Exercises:
1. Translate this sentence from the notes on representing source code into Spanish: "Source code representation is the task of converting source code data to data that can be consumed by ML models."
2. Please extract the part of the notes on representing source code that begins at the words "ML models work" and stops after the words "during the conversion.".

Extract provided:
Representing source code

ML models work on numerical vectors
Source code comprises textual data
- But also semantics inherited through the PL definition

Source code representation is the task of converting source code data to data that can be consumed by ML models. The task attempts to optimize the loss of information during the conversion.

Forms of representation

Text-only representations
- Treating source code as natural language text
Structured representations
- Using the AST and / or semantic information
Graph representations, using data/control flow information
Combined representations

Tokens

Similar to other NLP applications, textual representations treat source code as a tokens.

def add(x, y):
  return x + y

Tokens comprise:

language syntax: def, (, ), :, +, return
developer-defined identifiers: add, x, y

Tokens can be considered:

as a list / sequence (most frequently)
as a set / bag, when order is not important

Learning with tokens

NLP approaches use a dictionary \(d: |D| \rightarrow \mathbb{R}\), to convert textual representations to numerical vectors. A dictionary is built by mapping all individual tokens (\(|D|\)) in a corpus to a unique number in \(\mathbb{R}\).

Collected data:
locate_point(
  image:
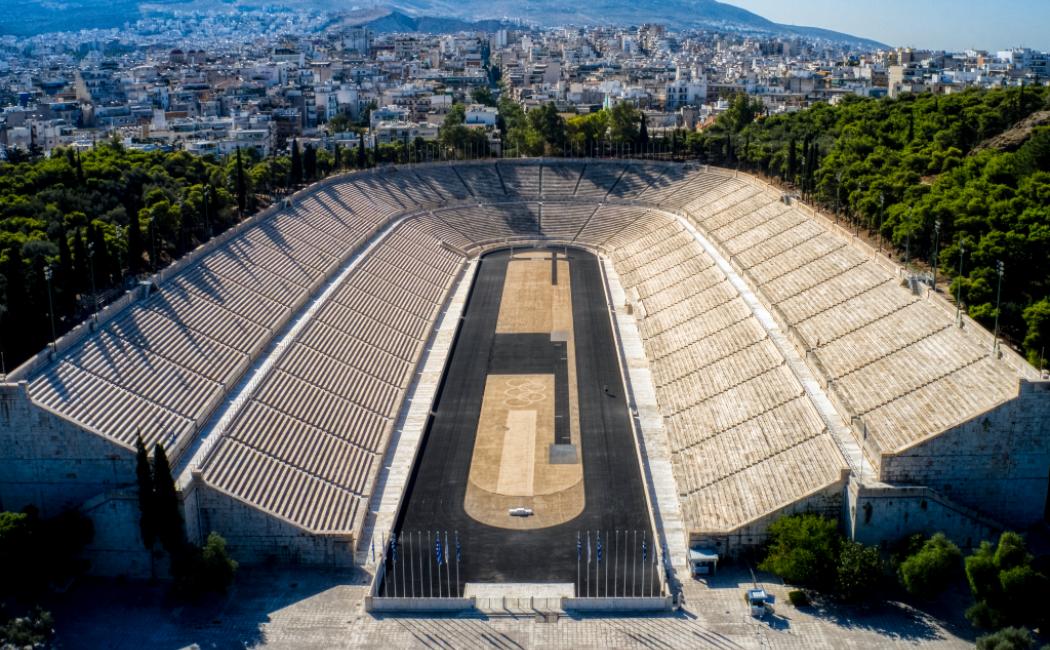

Solutions to each task:
1. La representación del código fuente es la tarea de convertir los datos del código fuente en datos que puedan ser consumidos por modelos de ML.

2.
ML models work on numerical vectors
Source code comprises textual data
- But also semantics inherited through the PL definition

Source code representation is the task of converting source code data to data that can be consumed by ML models. The task attempts to optimize the loss of information during the conversion.